Region outline entries:
--- Begin ---

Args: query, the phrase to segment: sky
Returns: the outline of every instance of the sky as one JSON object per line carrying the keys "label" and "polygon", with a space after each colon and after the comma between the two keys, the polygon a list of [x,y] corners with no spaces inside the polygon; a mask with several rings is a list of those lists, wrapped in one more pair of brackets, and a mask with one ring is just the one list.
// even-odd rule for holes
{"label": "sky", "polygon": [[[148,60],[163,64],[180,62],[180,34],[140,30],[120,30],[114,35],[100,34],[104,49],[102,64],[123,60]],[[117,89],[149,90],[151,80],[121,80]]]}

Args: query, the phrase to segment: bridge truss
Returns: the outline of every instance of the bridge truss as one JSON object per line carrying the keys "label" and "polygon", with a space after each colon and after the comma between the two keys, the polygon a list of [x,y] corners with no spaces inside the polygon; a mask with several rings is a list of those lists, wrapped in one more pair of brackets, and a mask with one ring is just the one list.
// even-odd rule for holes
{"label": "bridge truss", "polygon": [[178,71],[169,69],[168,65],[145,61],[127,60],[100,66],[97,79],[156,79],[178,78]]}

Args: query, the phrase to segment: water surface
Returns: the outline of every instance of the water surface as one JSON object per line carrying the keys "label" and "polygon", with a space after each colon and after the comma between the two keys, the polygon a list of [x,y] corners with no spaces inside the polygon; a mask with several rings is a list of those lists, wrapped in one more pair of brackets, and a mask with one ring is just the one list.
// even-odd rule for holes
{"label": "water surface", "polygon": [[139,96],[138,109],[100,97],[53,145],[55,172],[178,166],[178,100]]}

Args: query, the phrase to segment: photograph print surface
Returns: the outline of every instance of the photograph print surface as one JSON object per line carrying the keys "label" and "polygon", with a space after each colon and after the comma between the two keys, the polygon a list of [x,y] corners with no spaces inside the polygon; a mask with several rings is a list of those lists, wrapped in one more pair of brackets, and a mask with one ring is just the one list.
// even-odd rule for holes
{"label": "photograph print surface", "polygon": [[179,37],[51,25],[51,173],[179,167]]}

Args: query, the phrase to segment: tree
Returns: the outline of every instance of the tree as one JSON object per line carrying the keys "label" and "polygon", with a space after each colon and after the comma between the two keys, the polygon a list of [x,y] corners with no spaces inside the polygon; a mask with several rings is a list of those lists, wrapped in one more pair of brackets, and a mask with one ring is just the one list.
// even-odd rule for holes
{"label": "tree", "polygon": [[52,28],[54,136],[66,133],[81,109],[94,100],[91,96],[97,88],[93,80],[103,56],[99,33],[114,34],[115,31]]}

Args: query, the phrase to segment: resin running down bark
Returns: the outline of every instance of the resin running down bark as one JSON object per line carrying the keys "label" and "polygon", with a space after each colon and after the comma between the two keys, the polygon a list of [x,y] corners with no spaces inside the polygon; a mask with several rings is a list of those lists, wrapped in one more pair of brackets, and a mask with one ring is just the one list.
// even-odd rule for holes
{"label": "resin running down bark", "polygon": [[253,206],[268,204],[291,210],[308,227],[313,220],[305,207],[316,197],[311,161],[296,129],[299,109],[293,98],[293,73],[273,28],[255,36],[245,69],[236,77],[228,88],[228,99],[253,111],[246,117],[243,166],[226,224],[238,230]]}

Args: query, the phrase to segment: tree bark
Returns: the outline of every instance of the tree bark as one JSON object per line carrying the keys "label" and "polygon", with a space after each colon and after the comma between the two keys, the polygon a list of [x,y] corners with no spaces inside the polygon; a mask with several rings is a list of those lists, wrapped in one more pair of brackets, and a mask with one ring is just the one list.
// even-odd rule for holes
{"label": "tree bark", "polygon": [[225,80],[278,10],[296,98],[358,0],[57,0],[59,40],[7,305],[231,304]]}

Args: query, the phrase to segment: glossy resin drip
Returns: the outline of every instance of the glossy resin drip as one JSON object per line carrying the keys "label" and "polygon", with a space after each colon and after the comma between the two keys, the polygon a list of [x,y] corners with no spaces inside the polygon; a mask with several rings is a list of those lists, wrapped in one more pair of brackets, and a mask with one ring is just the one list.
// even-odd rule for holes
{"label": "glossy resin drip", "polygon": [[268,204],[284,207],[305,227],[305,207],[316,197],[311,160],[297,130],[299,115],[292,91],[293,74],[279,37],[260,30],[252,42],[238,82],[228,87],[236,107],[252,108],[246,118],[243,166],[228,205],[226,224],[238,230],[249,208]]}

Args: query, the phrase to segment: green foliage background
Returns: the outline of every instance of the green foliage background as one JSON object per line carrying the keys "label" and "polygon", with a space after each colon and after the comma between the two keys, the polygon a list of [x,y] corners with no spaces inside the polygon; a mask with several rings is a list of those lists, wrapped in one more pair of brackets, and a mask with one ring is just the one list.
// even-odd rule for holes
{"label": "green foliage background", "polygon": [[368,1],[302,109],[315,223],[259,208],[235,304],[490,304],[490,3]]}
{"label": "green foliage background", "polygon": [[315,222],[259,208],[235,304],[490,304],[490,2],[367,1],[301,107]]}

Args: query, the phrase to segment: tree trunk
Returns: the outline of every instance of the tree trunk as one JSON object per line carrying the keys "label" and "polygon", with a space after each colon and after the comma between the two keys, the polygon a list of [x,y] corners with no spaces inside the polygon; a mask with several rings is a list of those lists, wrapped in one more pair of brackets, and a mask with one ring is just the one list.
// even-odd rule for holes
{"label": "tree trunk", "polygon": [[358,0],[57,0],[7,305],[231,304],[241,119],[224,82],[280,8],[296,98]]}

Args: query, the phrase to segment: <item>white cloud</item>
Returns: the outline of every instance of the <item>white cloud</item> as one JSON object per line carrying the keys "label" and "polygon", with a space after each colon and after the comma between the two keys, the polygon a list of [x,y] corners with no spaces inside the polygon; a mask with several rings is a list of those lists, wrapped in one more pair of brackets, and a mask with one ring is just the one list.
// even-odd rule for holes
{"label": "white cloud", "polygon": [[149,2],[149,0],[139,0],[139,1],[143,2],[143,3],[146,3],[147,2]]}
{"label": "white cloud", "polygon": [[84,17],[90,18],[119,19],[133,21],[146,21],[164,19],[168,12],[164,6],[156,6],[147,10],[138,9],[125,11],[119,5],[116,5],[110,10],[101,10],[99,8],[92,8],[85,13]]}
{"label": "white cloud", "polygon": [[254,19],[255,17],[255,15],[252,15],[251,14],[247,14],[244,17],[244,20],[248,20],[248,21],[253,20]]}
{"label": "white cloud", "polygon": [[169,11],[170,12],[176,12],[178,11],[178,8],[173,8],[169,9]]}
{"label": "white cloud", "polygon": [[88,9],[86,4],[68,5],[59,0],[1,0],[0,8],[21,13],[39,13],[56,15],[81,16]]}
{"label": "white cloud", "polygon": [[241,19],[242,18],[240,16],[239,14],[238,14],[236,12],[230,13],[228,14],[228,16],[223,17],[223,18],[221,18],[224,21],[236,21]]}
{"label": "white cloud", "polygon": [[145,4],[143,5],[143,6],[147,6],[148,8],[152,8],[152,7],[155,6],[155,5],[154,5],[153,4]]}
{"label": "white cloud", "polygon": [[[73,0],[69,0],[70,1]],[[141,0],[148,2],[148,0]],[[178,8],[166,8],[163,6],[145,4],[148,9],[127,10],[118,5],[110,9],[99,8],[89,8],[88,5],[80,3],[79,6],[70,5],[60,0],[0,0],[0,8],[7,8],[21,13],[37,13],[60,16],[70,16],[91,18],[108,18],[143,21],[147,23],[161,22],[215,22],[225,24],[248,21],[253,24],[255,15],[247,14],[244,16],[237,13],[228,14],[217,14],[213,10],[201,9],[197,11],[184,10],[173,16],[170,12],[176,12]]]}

--- End ---

> [Your goal]:
Extract the data in full. Keep it word for word.

> [Completed exercise]:
Args: query, the phrase to segment: sky
Returns: the outline of every instance of the sky as one JSON object per line carrying the keys "label" and "polygon", with a space after each colon and after the comma between the two keys, the polygon a list of [x,y] corners with no spaces inside the polygon; a mask with several rings is a list of those lists, wrapped in one more pair of brackets, and a mask with one ring is just the one list.
// even-odd rule for holes
{"label": "sky", "polygon": [[[148,60],[163,64],[180,62],[180,34],[140,30],[120,30],[114,35],[100,34],[104,49],[102,64],[123,60]],[[117,89],[149,90],[151,80],[121,80]]]}

Args: query, the phrase to segment: bridge truss
Returns: the outline of every instance of the bridge truss as one JSON object per line carrying the keys "label" and "polygon", with a space after each colon and after the comma between the two keys, the polygon a list of [x,y] corners with no spaces inside the polygon; a mask with several rings is a list of those lists, wrapped in one more pair of brackets, and a mask with one ring is just the one list.
// even-odd rule for holes
{"label": "bridge truss", "polygon": [[178,71],[169,69],[168,65],[145,61],[127,60],[100,66],[97,79],[156,79],[178,78]]}

Args: query, the phrase to segment: water surface
Returns: the outline of every instance of the water surface as one JSON object per line carrying the keys "label" and "polygon", with a space after each colon and after the comma between the two keys, the polygon a list of [x,y] corners with no spaces inside the polygon; a mask with several rings is a list of those lists, wrapped in one more pair of brackets, and a mask with one ring is just the one list.
// even-odd rule for holes
{"label": "water surface", "polygon": [[139,96],[138,109],[100,97],[53,145],[55,172],[178,166],[178,100]]}

Args: query, the phrase to segment: photograph print surface
Returns: the outline of every instance of the photograph print surface as one JSON object per line carrying the keys "label" and "polygon", with a space after each colon and after the comma between the two keys, the polygon a list of [x,y] corners with no spaces inside the polygon; a mask with several rings is a list of those lists, wrapped in one more pair of brackets, and a mask with one ring is just the one list.
// even-odd rule for holes
{"label": "photograph print surface", "polygon": [[179,37],[51,25],[51,173],[179,167]]}

Args: query, the phrase to segment: tree
Returns: the outline of every instance of the tree as one JSON object per line carrying the keys "label" and "polygon", with a space after each colon and after the comma between the two keys, the polygon a list of [x,y] corners with no spaces inside the polygon; a mask with several rings is a list of those lists, wrapped in one more pair of brackets, and a mask with one ring is just the one list.
// even-odd rule for holes
{"label": "tree", "polygon": [[52,28],[54,136],[66,133],[81,109],[94,100],[91,96],[97,88],[93,80],[103,56],[99,33],[114,34],[115,31]]}

Args: query, the phrase to segment: resin running down bark
Returns: the outline of every instance of the resin running down bark as one JSON object per line carrying the keys "label" and "polygon", with a space after each colon and after the comma between the two keys, the polygon a list of [x,y] corners with no spaces inside the polygon; a mask with several rings is a list of those lists, wrapped in one more pair of brackets, and a mask with one ring is just the one list.
// even-odd rule for holes
{"label": "resin running down bark", "polygon": [[253,206],[268,204],[291,210],[308,227],[313,220],[305,207],[316,197],[311,161],[296,129],[299,109],[293,98],[293,73],[273,28],[255,36],[245,69],[236,77],[228,88],[228,99],[253,111],[246,117],[243,166],[226,224],[238,230]]}

Args: query, the phrase to segment: tree bark
Returns: the outline of every instance of the tree bark as one JSON object per line carrying the keys "label" and "polygon", with a space after each colon and after the comma between the two keys, the polygon a list of [x,y] corners with no spaces inside the polygon; a mask with several rings is a list of those lists, wrapped in one more pair of brackets, and a mask with one ring is just the one list.
// even-odd rule for holes
{"label": "tree bark", "polygon": [[225,80],[278,10],[296,98],[358,0],[57,0],[59,40],[7,305],[231,304]]}

Args: query, the phrase to segment: glossy resin drip
Returns: the outline of every instance of the glossy resin drip as one JSON object per line carrying the keys "label" and "polygon", with a space after each colon and after the comma between the two keys, the polygon a list of [x,y] corners with no spaces inside the polygon; a mask with several rings is a list of those lists, wrapped in one more pair of brackets, and a mask with one ring is just the one list.
// even-odd rule for holes
{"label": "glossy resin drip", "polygon": [[268,204],[284,207],[305,227],[305,207],[316,197],[311,160],[297,130],[299,115],[292,91],[293,74],[279,37],[260,30],[252,42],[238,82],[228,87],[236,107],[252,108],[246,118],[243,166],[228,205],[226,224],[238,230],[249,208]]}

Args: query, the phrase to segment: green foliage background
Returns: the outline of every instance of the green foliage background as one JSON object per line carrying the keys "label" and "polygon", with a space after each colon and after the comma between the two keys, the polygon a list of [x,y] corners with no spaces inside the polygon; a mask with several rings is a list of those lists, wrapped in one more pair of brackets, and a mask with one ring is just the one list.
// even-odd rule for holes
{"label": "green foliage background", "polygon": [[368,1],[302,109],[315,223],[259,208],[235,304],[490,304],[490,3]]}
{"label": "green foliage background", "polygon": [[315,222],[259,208],[235,304],[490,304],[490,2],[367,1],[301,107]]}

Args: query, the phrase to segment: tree trunk
Returns: the outline of every instance of the tree trunk as one JSON object per line carrying the keys "label" and "polygon", with a space after each colon and after the comma between the two keys, the polygon a list of [x,y] corners with no spaces inside the polygon; a mask with several rings is a list of those lists, wrapped in one more pair of brackets, and a mask with one ring is just the one list.
// even-odd rule for holes
{"label": "tree trunk", "polygon": [[358,0],[57,0],[7,305],[231,304],[241,119],[224,82],[280,8],[296,98]]}

Args: query, the phrase to segment: <item>white cloud</item>
Returns: the outline of every instance of the <item>white cloud</item> as one JSON object per line carrying the keys "label" and "polygon", with a space after each colon and after the comma between the two keys, the polygon a list of [x,y] corners with no spaces inside the polygon; a mask with several rings is a list of those lists, wrapped in one more pair of brackets, and a mask with one ring is just the one list.
// even-odd rule for holes
{"label": "white cloud", "polygon": [[149,2],[149,0],[139,0],[139,1],[143,2],[143,3],[146,3],[147,2]]}
{"label": "white cloud", "polygon": [[84,17],[90,18],[119,19],[133,21],[146,21],[164,19],[168,12],[164,6],[156,6],[147,10],[138,9],[125,11],[119,5],[116,5],[110,10],[101,10],[99,8],[92,8],[85,13]]}
{"label": "white cloud", "polygon": [[254,19],[255,17],[255,15],[252,15],[251,14],[247,14],[244,17],[244,20],[248,20],[248,21],[253,20]]}
{"label": "white cloud", "polygon": [[169,11],[170,12],[176,12],[178,11],[178,8],[173,8],[169,9]]}
{"label": "white cloud", "polygon": [[88,9],[86,4],[68,5],[59,0],[1,0],[0,8],[21,13],[39,13],[56,15],[81,16]]}
{"label": "white cloud", "polygon": [[241,19],[242,18],[240,16],[239,14],[238,14],[236,12],[230,13],[228,14],[228,16],[223,17],[223,18],[221,18],[224,21],[236,21]]}
{"label": "white cloud", "polygon": [[145,4],[143,5],[143,6],[147,6],[148,8],[152,8],[152,7],[155,6],[155,5],[154,5],[153,4]]}
{"label": "white cloud", "polygon": [[[73,0],[69,0],[70,1]],[[141,0],[148,2],[148,0]],[[178,8],[166,8],[163,6],[145,4],[148,9],[127,10],[118,5],[110,9],[99,8],[89,8],[88,5],[80,3],[79,6],[70,5],[60,0],[0,0],[0,8],[7,8],[21,13],[37,13],[60,16],[70,16],[91,18],[108,18],[143,21],[147,23],[161,22],[215,22],[225,24],[248,21],[253,24],[255,15],[247,14],[244,16],[237,13],[228,14],[217,14],[213,10],[201,9],[197,11],[184,10],[173,16],[170,12],[176,12]]]}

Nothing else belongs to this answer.